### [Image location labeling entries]

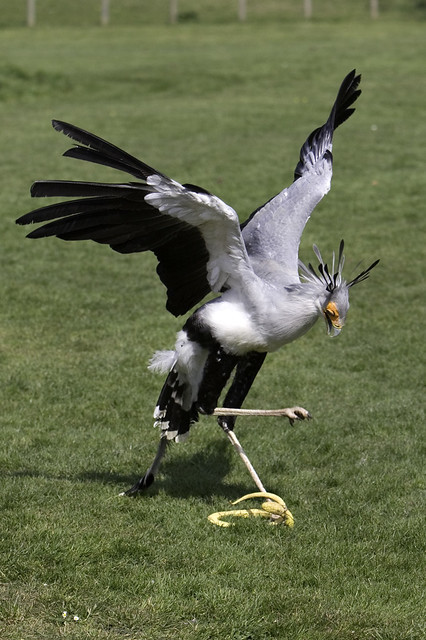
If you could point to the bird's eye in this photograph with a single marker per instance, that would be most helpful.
(331, 310)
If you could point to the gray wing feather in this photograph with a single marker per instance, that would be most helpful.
(272, 234)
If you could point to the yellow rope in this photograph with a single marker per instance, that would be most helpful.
(274, 508)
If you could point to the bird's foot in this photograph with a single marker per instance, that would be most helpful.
(296, 413)
(273, 508)
(142, 484)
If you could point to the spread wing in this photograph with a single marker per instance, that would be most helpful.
(195, 235)
(272, 234)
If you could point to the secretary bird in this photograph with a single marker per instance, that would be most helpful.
(266, 297)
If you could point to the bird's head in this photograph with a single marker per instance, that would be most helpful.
(334, 290)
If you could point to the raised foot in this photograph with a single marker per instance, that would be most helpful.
(292, 413)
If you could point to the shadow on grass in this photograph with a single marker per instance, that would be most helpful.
(199, 475)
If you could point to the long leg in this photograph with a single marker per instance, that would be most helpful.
(147, 480)
(218, 368)
(247, 369)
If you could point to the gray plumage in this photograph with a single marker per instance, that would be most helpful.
(266, 297)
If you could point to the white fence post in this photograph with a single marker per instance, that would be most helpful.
(173, 12)
(307, 8)
(104, 12)
(374, 8)
(242, 10)
(31, 13)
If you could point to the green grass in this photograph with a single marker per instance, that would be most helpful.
(226, 107)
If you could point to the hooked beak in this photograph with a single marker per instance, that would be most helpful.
(334, 327)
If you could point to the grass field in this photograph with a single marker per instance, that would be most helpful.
(227, 107)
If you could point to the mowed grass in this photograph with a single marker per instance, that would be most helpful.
(227, 108)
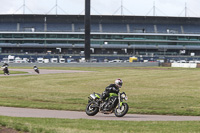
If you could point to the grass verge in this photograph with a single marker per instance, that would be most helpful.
(150, 90)
(41, 125)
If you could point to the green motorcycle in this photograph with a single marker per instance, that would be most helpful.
(114, 103)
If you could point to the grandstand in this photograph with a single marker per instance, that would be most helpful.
(118, 35)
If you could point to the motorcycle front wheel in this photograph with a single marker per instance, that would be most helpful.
(120, 112)
(90, 110)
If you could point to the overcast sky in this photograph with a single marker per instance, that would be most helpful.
(103, 7)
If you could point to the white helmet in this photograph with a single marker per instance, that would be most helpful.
(118, 83)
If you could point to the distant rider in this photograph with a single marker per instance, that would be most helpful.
(112, 88)
(36, 69)
(5, 68)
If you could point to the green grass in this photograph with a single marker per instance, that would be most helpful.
(150, 90)
(50, 125)
(13, 72)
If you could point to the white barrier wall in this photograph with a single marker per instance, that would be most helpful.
(185, 65)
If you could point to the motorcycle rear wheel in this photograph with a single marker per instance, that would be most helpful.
(122, 111)
(90, 110)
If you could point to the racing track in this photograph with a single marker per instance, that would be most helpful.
(43, 113)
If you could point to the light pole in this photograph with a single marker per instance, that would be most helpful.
(87, 30)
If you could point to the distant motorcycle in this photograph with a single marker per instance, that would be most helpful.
(5, 70)
(36, 69)
(114, 101)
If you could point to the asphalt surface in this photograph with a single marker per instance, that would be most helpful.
(43, 113)
(42, 71)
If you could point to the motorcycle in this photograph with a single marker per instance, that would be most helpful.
(37, 70)
(5, 70)
(114, 103)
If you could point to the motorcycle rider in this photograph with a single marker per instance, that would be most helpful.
(35, 68)
(5, 68)
(112, 88)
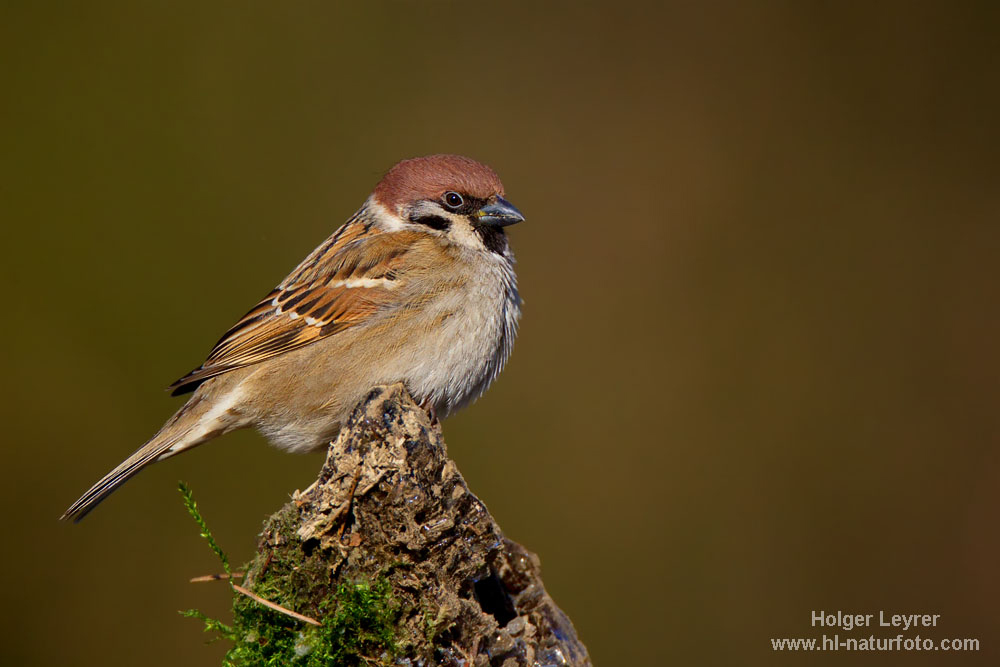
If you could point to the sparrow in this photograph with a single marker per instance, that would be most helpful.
(417, 287)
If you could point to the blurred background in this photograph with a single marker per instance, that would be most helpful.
(758, 369)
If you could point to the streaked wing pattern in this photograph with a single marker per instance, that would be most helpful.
(352, 275)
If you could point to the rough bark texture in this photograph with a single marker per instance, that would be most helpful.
(390, 505)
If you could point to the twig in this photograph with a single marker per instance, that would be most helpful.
(216, 577)
(276, 607)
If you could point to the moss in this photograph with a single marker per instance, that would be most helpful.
(359, 619)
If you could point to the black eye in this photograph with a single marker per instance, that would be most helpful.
(453, 199)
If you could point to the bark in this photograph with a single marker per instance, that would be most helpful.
(390, 505)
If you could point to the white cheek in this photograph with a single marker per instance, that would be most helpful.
(387, 220)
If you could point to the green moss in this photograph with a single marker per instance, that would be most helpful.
(359, 619)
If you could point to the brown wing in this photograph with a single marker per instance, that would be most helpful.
(353, 274)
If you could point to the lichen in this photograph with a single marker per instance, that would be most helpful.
(358, 618)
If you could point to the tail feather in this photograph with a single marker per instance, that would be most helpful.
(128, 468)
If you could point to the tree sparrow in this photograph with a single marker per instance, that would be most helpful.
(418, 286)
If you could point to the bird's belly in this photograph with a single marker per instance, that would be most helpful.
(446, 353)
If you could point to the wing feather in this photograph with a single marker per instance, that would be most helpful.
(348, 278)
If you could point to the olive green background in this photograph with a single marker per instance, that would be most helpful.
(758, 372)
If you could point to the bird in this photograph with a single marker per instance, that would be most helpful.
(418, 287)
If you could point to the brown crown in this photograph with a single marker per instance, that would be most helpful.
(430, 177)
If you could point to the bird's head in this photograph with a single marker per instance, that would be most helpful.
(448, 195)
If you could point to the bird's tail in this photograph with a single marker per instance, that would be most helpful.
(180, 433)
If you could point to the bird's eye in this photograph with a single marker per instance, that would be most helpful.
(453, 199)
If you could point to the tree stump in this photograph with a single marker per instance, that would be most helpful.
(399, 562)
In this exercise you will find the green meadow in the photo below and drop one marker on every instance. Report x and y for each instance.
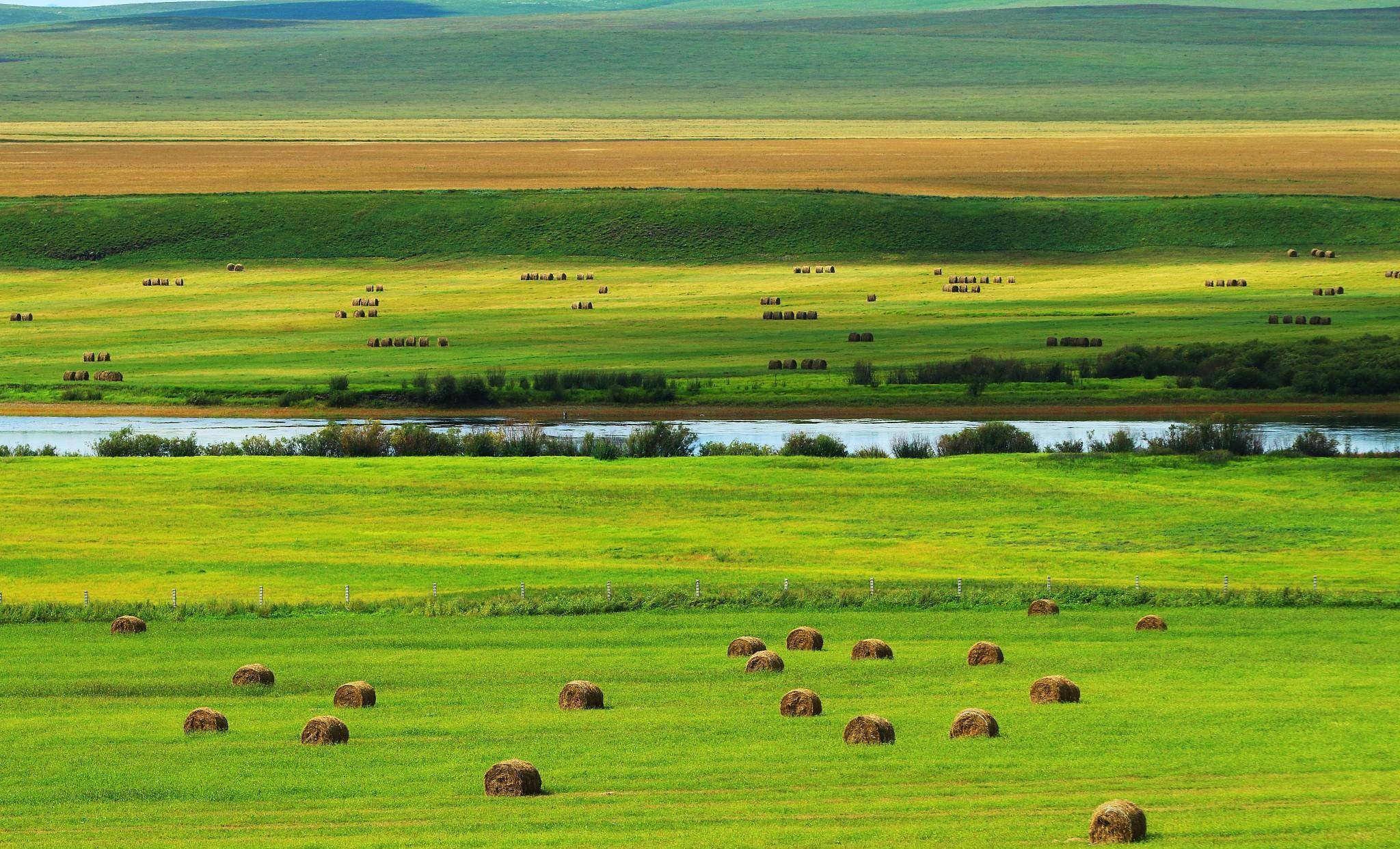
(1243, 727)
(217, 528)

### [What you have to do]
Omit the pictures and reproduce the listing exactly.

### [Solved exercise]
If you could point to the bird's eye in this photograph with a single marker per instance, that would be most helpful.
(331, 310)
If you could point to the gray wing feather in this photograph with a single marker per instance, that would be most helpful.
(272, 234)
If you could point to the yellow rope in this photograph with a single marker per instance, that would be most helpful.
(274, 508)
If you could point to the bird's foot in this photograph with a single marker per instance, that would be most helpful.
(296, 413)
(273, 508)
(142, 484)
If you could point to the spread wing in this photograph with a single marker per instance, that would be most helpful.
(195, 235)
(272, 234)
If you could point to the secretary bird in this photograph with a single marker per instance, that would be most helpful.
(266, 297)
If you could point to the bird's head in this photograph with a single marker per instance, that would be most helpful.
(334, 290)
If you could point to the raised foot in this photograph with a single marker per instance, that would be most helpful.
(292, 413)
If you could point to the shadow on grass in this photograph with a single marker per instance, that would be most helpful.
(199, 475)
If you could point to the long leg in this photograph with a single marker per instance, that would be most helpful.
(147, 480)
(218, 368)
(247, 369)
If you could point to the gray plumage in this photograph with a single marker per instance, that would be most helpful.
(266, 297)
If you could point to the white fence post in this photograph with a single marker per instance, that would be most helpful.
(173, 12)
(307, 8)
(104, 12)
(374, 8)
(242, 10)
(31, 13)
If you could point to the green grass in this photograph with a single marker per instance, that would be most helpful.
(226, 107)
If you could point to the hooked beak in this photograph with a single marker per instance, that would be most helpful.
(334, 327)
If you could point to the grass field in this photograph with a single marker per instance, that would be most helpful.
(227, 107)
If you could point to the mowed grass in this photograph with a single marker per instance, that would be most helpful.
(227, 108)
If you could point to the grass verge in this photograph with a single marker per instance, that would be most helpful.
(150, 90)
(41, 125)
If you could point to the green motorcycle in this photograph with a single marker per instance, that would be most helpful.
(114, 103)
If you could point to the grandstand in this photograph with a single marker per instance, that would be most helpful.
(118, 35)
If you could point to the motorcycle front wheel in this photograph with a single marker per instance, that would be most helpful.
(120, 112)
(90, 110)
If you could point to the overcast sky in this photograph with a single marker per instance, that would be most helpful.
(103, 7)
If you could point to the white helmet in this photograph with a single marker per instance, that would be most helpful.
(118, 83)
If you could point to the distant rider in this photograph with a single marker per instance, that would be most helpful.
(112, 88)
(36, 69)
(5, 68)
If you could point to the green grass in this photograph with a single marker per instance, that would be most helpful.
(150, 90)
(50, 125)
(13, 72)
If you could point to the white barrier wall in this photograph with a single marker per instance, that would be most helpful.
(185, 65)
If you could point to the motorcycle rear wheel in this photograph with a single marker per instance, that would be most helpful.
(122, 111)
(90, 110)
If you could point to the racing track in this photograph with a single marker per instance, that would be most helpful.
(43, 113)
If you could point to the light pole in this photograph with a single marker per instance, that would be most helpful.
(87, 30)
If you could point to the distant motorcycle in this photograph with a single marker per instance, that would be most helpful.
(5, 70)
(36, 69)
(114, 101)
If you could point to the asphalt surface in this photograph with a single marker per instance, that would be most helpful.
(43, 113)
(42, 71)
If you could point to the motorcycle in this photograph with a single marker per instance, that would be most helpful.
(37, 70)
(5, 70)
(114, 103)
If you could point to the motorcycle rider in this photograph with a single marker per instance, that would be most helpful.
(35, 68)
(5, 68)
(112, 88)
If you could point to the sparrow in this photograph with a single marker per instance, that would be most helpful.
(417, 287)
If you could point to the blurred background in this photograph with a single marker per instance, that would be most helpful.
(758, 369)
If you could point to the streaked wing pattern in this photograph with a single marker per instance, that would be most helpful.
(352, 275)
If you could point to the rough bark texture in this photograph with a single marker per instance, that would be most helpful.
(390, 505)
If you could point to the twig in this photograph with a single marker per instance, that would be most helpful.
(216, 577)
(276, 607)
If you could point to the moss in this photograph with a single marker per instance, that would be most helpful.
(359, 619)
If you could point to the black eye in this photograph with a single marker per instance, that would be most helpful.
(453, 199)
If you could point to the bark in this photograph with a single marker per instance, that would be most helpful.
(390, 505)
If you could point to the white cheek in this photograph with a single marker per instance, that would be most helpful.
(387, 220)
If you could point to the green moss in this photograph with a single marker per instance, that would be most helpful.
(359, 619)
If you could point to the brown wing in this photograph with a single marker per instance, that would be most helpful.
(353, 274)
If you could point to the lichen in this photograph with a single marker per instance, that would be most helpful.
(358, 618)
If you could point to the tail feather in this photograph with a single marker per instance, that would be most helpful.
(128, 468)
If you could point to the tree sparrow in this photograph with a single marker per instance, that would be most helpful.
(418, 286)
If you could point to the bird's belly in this photograph with a single marker per instance, that would be most helpful.
(446, 353)
If you could point to the wing feather in this photograph with a single marker per instance, that would be most helpful.
(348, 278)
If you could point to the olive green background in this photograph with a single marker per instance, that would be most helpful.
(758, 372)
If you could point to the bird in this photograph with a single marker per instance, that would be most helpful.
(418, 287)
If you could point to the brown crown in this photograph with a single marker per instance, that would be most helpful.
(430, 177)
If you could point to the bird's head in this photograph with a single marker per instance, that would be most helpful.
(448, 195)
If you could point to the bird's tail in this photograph with a single marker per instance, that would be most helpful.
(180, 433)
If you could point to the bird's eye in this photograph with a single marker per instance, that would be most helpful.
(453, 199)
If you could point to the tree stump in this photograph with a single marker per instance, that would be most helpful.
(399, 562)
In this exercise you will find the green meadow in the photo below and drop one marker on every instance. Report x and y for each instance.
(1243, 727)
(217, 528)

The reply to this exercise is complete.